** KUTIPAN **
◆ ◆ ◆

A.
Pendidikan
Sebagai Ilmu
Menurut Driyarkara, pendidikan adalah fenomena yang
fundamental atau asasi dalam kehidupan manusia. Kita dapat mengatakan, bahwa di
mana ada kehidupan manusia, bagaimanapun juga di situ pasti ada pendidikan (Dwi
Siswoyo, 2008: 28). Sedangkan menurut Soedomo, satu hal yang menjadi jelas dan
apa yang disebut pendidikan adalah upaya sadar untuk mengembangkan
potensi-potensi yang dimiliki manusia.
Teori pendidikan menurut Ernest E. Bayles, adalah
berkenaan tidak hanya dengan apa yang ada, tetapi bahkan banyak juga dengan apa
yang harus ada. Sebagai teori yang dikembangkan secara sadar dalam kaitannya
dengan upaya pendidikan, maka teori pendidikan memiliki keunikan tersendiri
apabila dibandingkan dengan teori penjelas yang memandang pendidikan
semata-mata sebagai gejala atau sebagai fenomena atau sebagai fakta.
Berikut ini adalah pendapat sejumlah ahli tentang
apa yang dimaksud dengan ilmu pendidikan:
1. Menurut
M. J. Langeveld (1955), paedagogiek(ilmu mendidik atau ilmu pendidikan) adalah
suatu ilmu yang bukan saja menelaah objeknya untukmengetahui betapa keadaan
atau hakiki objek itu, melainkan mempelajari pula betapa hendaknya bertindak.
2.
Menurut S. Brodjonagoro (1966: 35), ilmu
pendidikan atau paedagogiek adalah teori pendidikan, perenungan tentang
pendididkan.
3.
Menurut Cater V. Good (1945: 36), ilmu
pendidikan adalah suatu bangunana pengetahuan yang sistematis mengenai
aspek-aspek kuantitatif, objek dan proses belajar, menggunakan instrument secara
seksama dalam mengajukan hipotessis-hipotesis pendidikan untuk diuji dan
pengalaman, seringkali dalam bentuk eksperimental.

◆ ◆ ◆

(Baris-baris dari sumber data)

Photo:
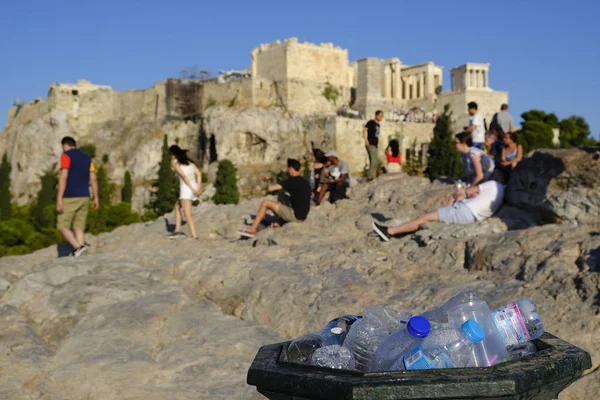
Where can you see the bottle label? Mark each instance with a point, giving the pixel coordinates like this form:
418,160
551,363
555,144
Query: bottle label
510,324
416,360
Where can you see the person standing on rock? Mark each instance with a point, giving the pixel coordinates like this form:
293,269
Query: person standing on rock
190,187
337,178
476,126
478,166
476,203
72,200
371,133
299,198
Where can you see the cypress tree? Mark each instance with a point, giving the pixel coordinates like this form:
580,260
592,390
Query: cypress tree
46,198
443,159
5,196
413,165
104,191
226,184
127,191
167,188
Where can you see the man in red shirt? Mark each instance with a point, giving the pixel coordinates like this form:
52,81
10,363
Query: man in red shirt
72,202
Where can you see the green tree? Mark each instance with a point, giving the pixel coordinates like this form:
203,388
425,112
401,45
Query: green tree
5,196
574,131
127,191
226,184
443,159
166,186
413,165
105,187
46,199
536,130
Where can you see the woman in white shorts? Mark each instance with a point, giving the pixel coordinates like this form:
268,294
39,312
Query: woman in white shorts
190,187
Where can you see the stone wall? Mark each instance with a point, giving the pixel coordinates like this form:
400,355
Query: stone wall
232,93
488,101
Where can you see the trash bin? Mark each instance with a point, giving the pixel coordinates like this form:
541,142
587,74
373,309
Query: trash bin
541,376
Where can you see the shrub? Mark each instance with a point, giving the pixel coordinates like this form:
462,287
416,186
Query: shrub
443,159
46,197
413,165
127,191
166,186
226,184
88,149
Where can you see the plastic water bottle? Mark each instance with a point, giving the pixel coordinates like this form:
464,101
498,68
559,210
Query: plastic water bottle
301,350
444,348
440,315
398,343
366,335
518,322
521,350
491,350
333,356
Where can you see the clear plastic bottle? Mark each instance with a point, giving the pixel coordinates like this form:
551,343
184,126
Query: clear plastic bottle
301,350
398,343
440,315
333,356
366,335
518,322
444,348
491,350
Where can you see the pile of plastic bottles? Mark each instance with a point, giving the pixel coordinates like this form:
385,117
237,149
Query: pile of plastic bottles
462,333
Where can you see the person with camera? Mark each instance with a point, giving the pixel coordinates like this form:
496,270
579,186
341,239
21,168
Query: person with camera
299,199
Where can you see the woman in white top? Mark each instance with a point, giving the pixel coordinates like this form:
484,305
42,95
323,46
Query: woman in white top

◆ ◆ ◆

** PETUNJUK KERJA **
1. Tuliskan kembali semua baris data, mulai dari baris yang memuat "Where can you see the person with" sampai baris data terakhir, termasuk permintaannya. Tambahkan 22 pada setiap angka koordinat di jawaban, tetapi jangan ubah angka pada contoh format di permintaan.
2. Bagaimana kelanjutan kutipan tentang ilmu pendidikan itu? Lanjutkan tulisannya mulai dari kalimat terakhir yang ada.

** KUMPULAN JAWABAN **
1.
Where can you see the person with camera? Mark each instance with a point, giving the pixel coordinates like this form:
496,270
579,186
341,239
21,168
Query: person with camera
321,221
Where can you see the woman in white top? Mark each instance with a point, giving the pixel coordinates like this form:
484,305
42,95
323,46
Query: woman in white top

2.
4.
Menurut Imam Barnadib (1987: 7), ilmu
pendidikan adalah ilmu yang membicarakan masalah-masalah umum pendidikan secara
menyeluruh dan abstrak.
5.
Menurut Driyarkara (1980: 66-67), ilmu
pendidikan adalah pemikiran ilmiah (pemikiran yang bersifat kritis, metodis dan
sistematis) tentang realitas yang kita sebut pendidikan.
Dari uraian-uraian di atas dapat disimpulkan bahwa:
1. Ilmu
pendidikan adalah ilmu yang menelaah fenomena pendidikan dalam perspektif yyang
luas dan integrative.
2. Fenomena
pendidikan ini bukan hanya merupakan gejala yang melekat pada manusia (gejala
yang universal), dalam perspektif yang luas, melainka juga sekaligus merupakan
upaya untuk memanusiakan menusia agar menjadi sebenar-benarnya manusia(insane),
yang hal ini secara integrative diperlukan menggunakan berbagai kajian tentang
pendidikan (kajian historis, filosofis, psikologis, dan sosiologis).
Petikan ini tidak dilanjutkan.